═══ Raw records

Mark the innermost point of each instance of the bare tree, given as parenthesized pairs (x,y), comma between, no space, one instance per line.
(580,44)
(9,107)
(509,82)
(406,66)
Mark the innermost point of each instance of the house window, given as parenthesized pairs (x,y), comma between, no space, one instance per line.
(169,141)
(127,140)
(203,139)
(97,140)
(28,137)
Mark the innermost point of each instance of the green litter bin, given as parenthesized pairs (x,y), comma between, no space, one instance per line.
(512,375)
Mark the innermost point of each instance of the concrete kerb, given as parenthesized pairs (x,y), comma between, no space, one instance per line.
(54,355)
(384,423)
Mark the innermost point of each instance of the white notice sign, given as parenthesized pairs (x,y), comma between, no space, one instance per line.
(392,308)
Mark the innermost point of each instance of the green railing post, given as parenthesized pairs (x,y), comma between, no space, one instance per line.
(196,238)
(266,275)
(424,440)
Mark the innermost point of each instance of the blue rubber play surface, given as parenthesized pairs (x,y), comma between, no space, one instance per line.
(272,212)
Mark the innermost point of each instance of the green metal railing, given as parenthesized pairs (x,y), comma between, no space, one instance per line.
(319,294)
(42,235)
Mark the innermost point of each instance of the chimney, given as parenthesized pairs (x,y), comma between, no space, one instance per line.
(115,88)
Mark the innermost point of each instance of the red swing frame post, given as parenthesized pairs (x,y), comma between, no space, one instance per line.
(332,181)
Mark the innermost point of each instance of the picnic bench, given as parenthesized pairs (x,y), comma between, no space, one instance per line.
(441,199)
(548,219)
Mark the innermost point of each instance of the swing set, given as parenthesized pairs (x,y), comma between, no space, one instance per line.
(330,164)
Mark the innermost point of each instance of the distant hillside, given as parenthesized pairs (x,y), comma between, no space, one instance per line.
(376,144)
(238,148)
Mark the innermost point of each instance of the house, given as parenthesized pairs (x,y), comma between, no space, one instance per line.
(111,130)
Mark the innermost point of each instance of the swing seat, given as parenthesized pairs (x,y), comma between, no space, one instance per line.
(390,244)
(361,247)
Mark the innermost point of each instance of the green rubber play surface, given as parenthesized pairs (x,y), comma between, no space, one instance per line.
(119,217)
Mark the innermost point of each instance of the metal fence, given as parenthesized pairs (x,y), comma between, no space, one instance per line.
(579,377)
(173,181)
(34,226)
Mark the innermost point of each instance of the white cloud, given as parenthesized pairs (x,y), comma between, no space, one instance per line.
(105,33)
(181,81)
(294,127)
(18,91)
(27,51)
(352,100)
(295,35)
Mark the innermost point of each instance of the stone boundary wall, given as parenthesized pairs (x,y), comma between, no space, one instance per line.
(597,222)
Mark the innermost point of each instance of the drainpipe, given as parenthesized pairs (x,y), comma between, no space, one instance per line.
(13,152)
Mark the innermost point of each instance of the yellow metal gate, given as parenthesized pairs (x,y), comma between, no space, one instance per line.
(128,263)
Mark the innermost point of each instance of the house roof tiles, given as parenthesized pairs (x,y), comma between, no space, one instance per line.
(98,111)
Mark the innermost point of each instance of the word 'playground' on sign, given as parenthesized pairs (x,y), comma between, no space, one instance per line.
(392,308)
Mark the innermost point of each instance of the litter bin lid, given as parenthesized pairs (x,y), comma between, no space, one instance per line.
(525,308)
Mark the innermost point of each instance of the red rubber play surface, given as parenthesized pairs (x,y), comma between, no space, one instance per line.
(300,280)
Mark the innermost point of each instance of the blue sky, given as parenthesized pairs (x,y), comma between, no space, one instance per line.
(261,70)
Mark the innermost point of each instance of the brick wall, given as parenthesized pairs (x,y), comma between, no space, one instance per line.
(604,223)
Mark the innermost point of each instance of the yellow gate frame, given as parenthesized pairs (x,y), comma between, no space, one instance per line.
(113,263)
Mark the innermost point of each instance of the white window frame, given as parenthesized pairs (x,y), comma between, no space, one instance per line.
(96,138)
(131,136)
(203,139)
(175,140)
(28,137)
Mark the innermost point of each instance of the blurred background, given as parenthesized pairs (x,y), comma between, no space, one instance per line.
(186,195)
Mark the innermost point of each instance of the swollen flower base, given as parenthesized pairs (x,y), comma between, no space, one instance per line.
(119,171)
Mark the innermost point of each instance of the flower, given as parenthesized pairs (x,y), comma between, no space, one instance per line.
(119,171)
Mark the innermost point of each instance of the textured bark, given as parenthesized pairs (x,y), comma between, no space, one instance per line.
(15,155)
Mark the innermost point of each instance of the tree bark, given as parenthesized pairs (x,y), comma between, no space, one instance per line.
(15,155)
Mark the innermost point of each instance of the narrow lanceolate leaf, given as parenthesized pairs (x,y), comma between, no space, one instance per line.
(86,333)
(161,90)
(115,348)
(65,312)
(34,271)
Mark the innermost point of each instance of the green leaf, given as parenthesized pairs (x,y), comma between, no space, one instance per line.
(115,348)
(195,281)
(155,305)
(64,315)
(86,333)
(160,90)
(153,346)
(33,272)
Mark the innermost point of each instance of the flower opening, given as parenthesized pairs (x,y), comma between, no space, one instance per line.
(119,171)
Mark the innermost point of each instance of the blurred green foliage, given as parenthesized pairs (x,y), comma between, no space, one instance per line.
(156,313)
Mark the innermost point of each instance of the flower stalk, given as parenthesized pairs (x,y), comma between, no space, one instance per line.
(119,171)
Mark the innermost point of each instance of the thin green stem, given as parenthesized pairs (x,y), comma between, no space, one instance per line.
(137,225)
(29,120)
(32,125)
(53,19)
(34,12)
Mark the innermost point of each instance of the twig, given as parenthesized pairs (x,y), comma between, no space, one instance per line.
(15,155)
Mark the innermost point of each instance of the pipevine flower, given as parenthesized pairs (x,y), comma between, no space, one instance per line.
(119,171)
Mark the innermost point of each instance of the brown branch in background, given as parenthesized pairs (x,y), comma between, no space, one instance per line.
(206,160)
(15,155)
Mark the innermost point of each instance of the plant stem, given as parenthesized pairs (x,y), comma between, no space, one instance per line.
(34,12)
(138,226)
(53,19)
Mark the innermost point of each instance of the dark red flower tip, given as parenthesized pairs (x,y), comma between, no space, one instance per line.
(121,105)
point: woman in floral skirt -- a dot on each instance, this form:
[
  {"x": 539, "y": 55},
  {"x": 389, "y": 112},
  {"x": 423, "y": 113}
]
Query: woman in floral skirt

══════

The task: Copy all of the data above word for word, with every line kept as it is.

Worked solution:
Mark the innermost point of each instance of the bare tree, given as parenthesized pairs (x,y), comma between, no space, one instance per line.
(580,44)
(9,107)
(509,82)
(406,66)
Mark the innermost point of each instance of the house window, given as parenthesized pairs (x,y), comma between, no space, one instance per line.
(169,141)
(127,140)
(203,139)
(97,140)
(28,137)
Mark the innermost point of each instance of the green litter bin, given as parenthesized pairs (x,y), comma between, no space, one instance per line.
(512,375)
Mark the innermost point of each instance of the concrete kerb, given as parenthesized pairs (x,y), comma between, no space, one instance per line.
(54,355)
(384,423)
Mark the innermost point of each instance of the white notice sign, given as parenthesized pairs (x,y), comma between, no space, one instance per line.
(392,308)
Mark the innermost point of each instance of the green railing post, given as parenthesized pairs (x,y), comma between, no space, one instance per line.
(196,238)
(266,275)
(424,440)
Mark the innermost point of each instance of the blue rubber play surface, given as parenthesized pairs (x,y), comma between, no space, one instance per line.
(272,212)
Mark the innermost point of each instance of the green metal railing, given as parenthesized pairs (x,y), comma between, no space, one instance per line.
(319,294)
(42,235)
Mark the innermost point of each instance of the chimney, given as parenthesized pairs (x,y), comma between, no space, one instance per line.
(115,88)
Mark the innermost point of each instance of the red swing frame post, given as parenthesized pairs (x,y), comma between, no space, one instance per line.
(332,181)
Mark the innermost point of each instance of the picnic bench, given as parenthesized pairs (x,y), comma between, no space, one instance per line.
(441,199)
(548,219)
Mark the innermost point of each instance of the swing set, given as parenthesized pairs (x,y), comma between, no space, one instance per line.
(330,164)
Mark the innermost point of each instance of the distant hillside, given as parenthesized pairs (x,y), comma between, no space, one instance per line.
(376,144)
(238,148)
Mark the innermost point of each instance of the house, given as parenthesized pairs (x,y), comma between, no space, one instance per line.
(111,130)
Mark the innermost point of each instance of the swing seat, given as parenthesized pairs (x,y), comma between, no space, one instance per line.
(390,244)
(361,247)
Mark the innermost point of each instance of the green rubber play surface, given as parenthesized pairs (x,y), comma between, no space, one instance per line.
(119,217)
Mark the innermost point of each instance of the metal fence, given as parenthesized pairs (x,y), comma between, no space, one instance per line.
(579,377)
(173,181)
(34,226)
Mark the innermost point of each instance of the white cloud, given as parenthesized pairs (x,y), comma between, no space, one instance per line.
(105,33)
(181,81)
(294,127)
(18,91)
(27,51)
(352,100)
(295,35)
Mark the innermost point of each instance of the stone boundary wall, given as parenthesized pairs (x,y), comma between, no space, one instance per line.
(597,222)
Mark the innermost point of each instance of the drainpipe, given as parenthesized pairs (x,y), comma between, no space, one instance per line.
(13,152)
Mark the innermost point of each instance of the yellow metal gate, given as parenthesized pairs (x,y), comma between, no space, one instance per line.
(128,263)
Mark the innermost point of each instance of the house roof tiles, given as parenthesized pairs (x,y), comma between, no space, one instance per line.
(98,111)
Mark the innermost point of each instance of the word 'playground' on sign, given as parenthesized pairs (x,y), comma between, no space, one instance per line.
(392,308)
Mark the innermost point of each instance of the litter bin lid, given as parenthesized pairs (x,y), comma between, no space, one instance per line.
(525,308)
Mark the innermost point of each instance of the red rubber play surface, given as parenthesized pairs (x,y), comma between, no space, one instance per line.
(300,280)
Mark the innermost point of each instance of the blue sky, given as parenthesized pairs (x,y), comma between, no space, one instance per line.
(261,70)
Mark the innermost point of each instance of the brick wall, given as parenthesized pairs (x,y), comma between, no space, one instance per line.
(604,223)
Mark the innermost point of each instance of the yellow gate frame, given as parenthesized pairs (x,y), comma between, no space, one instance per line.
(113,263)
Mark the innermost point of each instance of the white window frame, given as parenthesized pairs (x,y), comma between, no space, one instance per line.
(96,138)
(131,136)
(203,139)
(175,140)
(28,137)
Mark the innermost point of each instance of the blurred background, given as parenthesized pairs (x,y), comma between, no space, one instance per line.
(186,195)
Mark the innermost point of each instance of the swollen flower base, given as parenthesized pairs (x,y), comma between, no space, one instance per line.
(119,171)
Mark the innermost point of each instance of the flower, given as parenthesized pairs (x,y), comma between, no space, one instance per line.
(119,171)
Mark the innermost point of each instance of the textured bark, given as parenthesized pairs (x,y), comma between, no space, one instance per line.
(15,155)
Mark the innermost point of each instance of the tree bark, given as parenthesized pairs (x,y), comma between, no space, one instance per line.
(15,155)
Mark the innermost point of each instance of the narrow lanceolate leaf, given as parenthesized pairs (x,y), comma between, no space, one instance per line.
(86,333)
(161,90)
(115,348)
(65,312)
(34,271)
Mark the innermost point of each instance of the green leaf, given as parenthesized pairs (x,y), comma between, no space, one instance per line.
(115,348)
(195,281)
(155,305)
(64,315)
(86,333)
(160,90)
(153,346)
(33,272)
Mark the innermost point of each instance of the flower opening, given as parenthesized pairs (x,y), comma between, no space, one instance per line.
(119,171)
Mark the innermost point of each instance of the blurred green foliage, given as parenthesized pairs (x,y), comma between, no space, one instance per line.
(156,313)
Mark the innermost point of each instance of the flower stalk, given as parenthesized pairs (x,y), comma between, no space, one instance per line.
(119,171)
Mark the innermost point of each instance of the thin green stem, given as parenthesized pairs (x,y), comma between, no space, one instance per line.
(137,225)
(29,120)
(32,125)
(53,19)
(34,12)
Mark the innermost point of each instance of the twig, given as parenthesized pairs (x,y), comma between, no space, one instance per line.
(15,155)
Mark the innermost point of each instance of the pipevine flower, given as parenthesized pairs (x,y), comma between, no space, one instance per line.
(119,171)
Mark the innermost point of each instance of the brown branch in background, given as parenthesized pairs (x,y), comma between, no space, one instance per line.
(206,160)
(15,155)
Mark the innermost point of each instance of the plant stem, given as parenthesized pairs (x,y), comma between, no space, one instance per line.
(34,12)
(138,226)
(53,19)
Mark the innermost point of each instance of the dark red flower tip, given as parenthesized pairs (x,y), comma between, no space, one instance per line.
(121,105)
point: woman in floral skirt -- a dot on each instance, this form:
[
  {"x": 539, "y": 55},
  {"x": 389, "y": 112},
  {"x": 423, "y": 113}
]
Query: woman in floral skirt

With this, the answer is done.